§ **Pflichtaufgaben**:
[1] Wie lautet der Satz „Pläne, dass die Wbg nun in noch mehr günstige Wohnungen investiere, gebe es nicht.“ aus dem Text zum sozialen Wohnungsbau auf Englisch?
[2] Führen Sie den Text zum sozialen Wohnungsbau im Anschluss an seinen letzten Satz fort.

___ Textauszug

Der VS-Gemeinderat hat die Sozialquote für private Investoren, die neue Wohnungen bauen, abgelehnt. Damit ist ein Element der städtischen Wohnraumstrategie, bis 2020 rund 1000 neue Wohnungen allein im sozialen Wohnungsbau zu schaffen, weggebrochen. Doch wie geht es nun weiter? Es wird ja derzeit viel neu gebaut, doch das kommt nur zum Teil denjenigen zugute, die nicht über viel Geld verfügen. "Die Stadt muss Verantwortung übernehmen, der Markt richtet es nicht", forderte beispielsweise Anita Neidhardt-März, Liga-Vorsitzende und Geschäftsführerin des Diakonischen Werks. Die Liga ist ein Zusammenschluss unterschiedlicher Beratungsstellen.
Die Situation werde sich weiter verschärfen, sie sei derzeit schon nicht gut, meinte sie. Es gebe, auch in der Doppelstadt eine verdeckte Wohnungsnot, die sich dadurch äußere, dass zum Beispiel eine mehrköpfige Familie in einer Zwei-Zimmer-Wohnung hause und der Vater im Sommer auf dem Balkon übernachte oder dass gerade Jugendliche ohne Bleibe wechselweise bei Bekannten schliefen. Nach einer früheren Erhebung des Diakonischen Werks fehlen kreisweit pro Jahr 400 Wohnungen, die meisten schon in Villingen-Schwenningen. Der Druck sei gestiegen, berichtete auch Reinhold Hummel, ebenfalls vom Diakonischen Werk. Von der Wohnungsbaugesellschaft kenne er die Zahl, dass bei einem Angebot von 40 Sozialwohnungen sich 600 Leute bewerben.
Wohnungsbaugesellschaft erfüllt Sozialquote
"Wir erfüllen die Sozialquote jetzt schon", betonte der Geschäftsführer der Wohnungsbaugesellschaft (Wbg), Rainer Müldner, auf Anfrage, bei manchen Projekten wie Neckar-Fair zu 100 Prozent. Aber die städtische Wohnungsbaugesellschaft und die Baugenossenschaften könnten "es nicht allein richten". Er geht davon aus, dass es in der Stadtverwaltung auch weitergehende Überlegungen gebe, wie private Objekte für günstigen Wohnraum gefördert werden könnten. Das könne in Richtung billigere Baugrundstücke oder weniger Gebühren bei speziellen Bauprojekten gehen. Pläne, dass die Wbg nun in noch mehr günstige Wohnungen investiere, gebe es nicht. "Wir tun dies schon", sagte Müldner, ein noch größeres Engagement sei aus personellen Gründen gar nicht möglich.

______
___ Bereitgestelltes Material

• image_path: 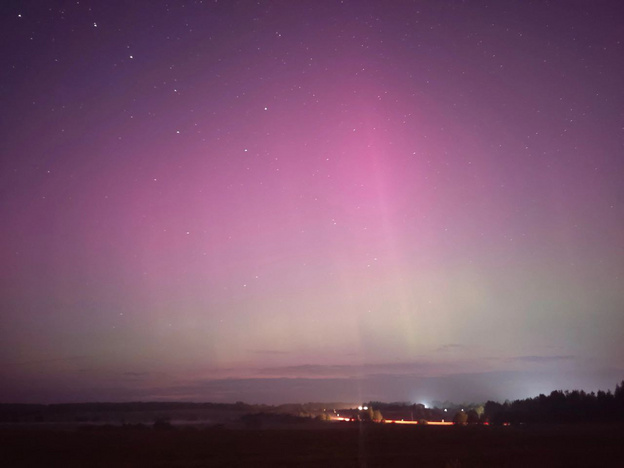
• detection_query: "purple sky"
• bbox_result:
[0,0,624,403]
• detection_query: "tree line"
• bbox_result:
[484,380,624,424]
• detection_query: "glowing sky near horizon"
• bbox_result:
[0,0,624,402]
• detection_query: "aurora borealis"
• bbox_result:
[0,0,624,403]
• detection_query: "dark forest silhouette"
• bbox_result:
[0,380,624,424]
[484,380,624,424]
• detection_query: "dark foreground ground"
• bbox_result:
[0,423,624,468]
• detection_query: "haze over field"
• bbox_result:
[0,0,624,403]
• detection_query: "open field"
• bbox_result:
[0,423,624,468]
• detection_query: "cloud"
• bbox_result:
[509,355,576,364]
[256,360,469,378]
[247,349,292,355]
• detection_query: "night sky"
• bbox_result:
[0,0,624,403]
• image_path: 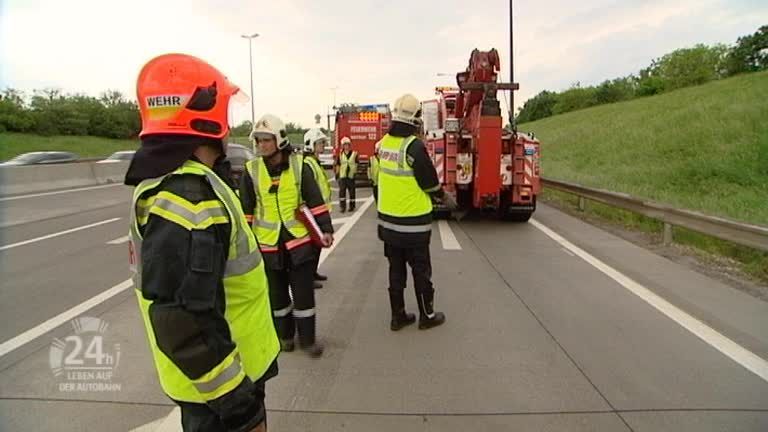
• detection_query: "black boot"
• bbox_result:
[280,339,296,352]
[389,290,416,331]
[295,316,325,358]
[416,292,445,330]
[273,313,296,345]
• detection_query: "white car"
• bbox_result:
[96,150,136,163]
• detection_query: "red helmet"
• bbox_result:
[136,54,240,138]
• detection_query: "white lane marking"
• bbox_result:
[107,236,128,244]
[0,183,123,202]
[0,218,120,251]
[332,216,352,225]
[138,197,373,432]
[320,197,373,265]
[437,220,461,250]
[0,279,133,357]
[530,219,768,381]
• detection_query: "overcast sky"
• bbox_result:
[0,0,768,126]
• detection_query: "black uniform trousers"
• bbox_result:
[338,178,355,211]
[384,242,435,302]
[174,361,277,432]
[266,259,316,347]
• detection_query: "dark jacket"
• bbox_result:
[379,122,444,247]
[240,153,333,270]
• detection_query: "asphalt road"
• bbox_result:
[0,181,768,432]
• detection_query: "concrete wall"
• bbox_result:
[0,162,128,196]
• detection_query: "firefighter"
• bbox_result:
[378,94,457,331]
[368,143,381,202]
[304,129,331,289]
[125,54,280,432]
[240,114,333,358]
[336,137,357,213]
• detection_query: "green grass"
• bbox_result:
[0,133,139,161]
[542,189,768,284]
[519,72,768,225]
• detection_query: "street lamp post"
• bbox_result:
[240,33,259,126]
[509,0,517,131]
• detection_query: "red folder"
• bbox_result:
[296,204,325,248]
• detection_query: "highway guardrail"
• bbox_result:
[0,162,128,196]
[542,178,768,251]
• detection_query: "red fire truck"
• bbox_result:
[422,50,541,222]
[333,104,392,184]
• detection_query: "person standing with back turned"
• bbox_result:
[336,137,357,213]
[125,54,280,432]
[240,114,333,358]
[378,94,456,331]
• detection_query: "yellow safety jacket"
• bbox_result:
[339,151,357,179]
[378,134,432,232]
[245,154,311,252]
[368,155,379,186]
[129,161,280,403]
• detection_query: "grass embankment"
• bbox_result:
[520,72,768,282]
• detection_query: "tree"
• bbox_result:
[517,90,557,124]
[657,44,728,90]
[552,83,598,114]
[595,77,635,105]
[285,122,307,134]
[725,25,768,76]
[0,88,34,132]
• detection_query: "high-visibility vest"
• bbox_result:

______

§ **Antworten je Aufgabe**:
[1] There are no plans for the Wbg to now invest in even more affordable housing.

[2]
Klassenkampf im Gemeinderat
Die von der Stadtverwaltung forcierte Strategie, die Sozialquote auch bei privaten Investoren einzuführen, war bereits im Vorfeld kritisiert worden. Die Befürchtung: Private Bauträger könnten die Doppelstadt künftig meiden. Allerdings hatte die Stadt schon im Rahmen einer freiwilligen Selbstverpflichtung den Investor, der das frühere Schwenninger Klinik-Gelände bebaut, davon überzeugt, eine bestimmte Zahl an günstigen Wohnungen anzubieten. Dies könne die Verwaltung weiterhin tun, betonte in der Gemeinderats-Diskussion CDU-Sprecherin Renate Breuning. Sie regte an, die Anforderungen für Wohnberechtigungsscheine, die auch junge Lehrer oder Anwälte bekämen, neu zu justieren.
Ein Hauch von Klassenkampf durchwehte die Debatte, als SPD-Sprecher Edgar Schurr die Liberalen als "Klientelpartei" angriff, die sich gegen die Sozialquote aussprach. Allerdings lehnten auch Vertreter von CDU und Freien Wählern die Quote ab. Beim Wohnbau auf städtischen Grundstücken ist sie nicht umstritten, hier gilt der Anteil von 30 Prozent ab zehn Wohneinheiten, die als sozialer Wohnungsbau angeboten werden müssen.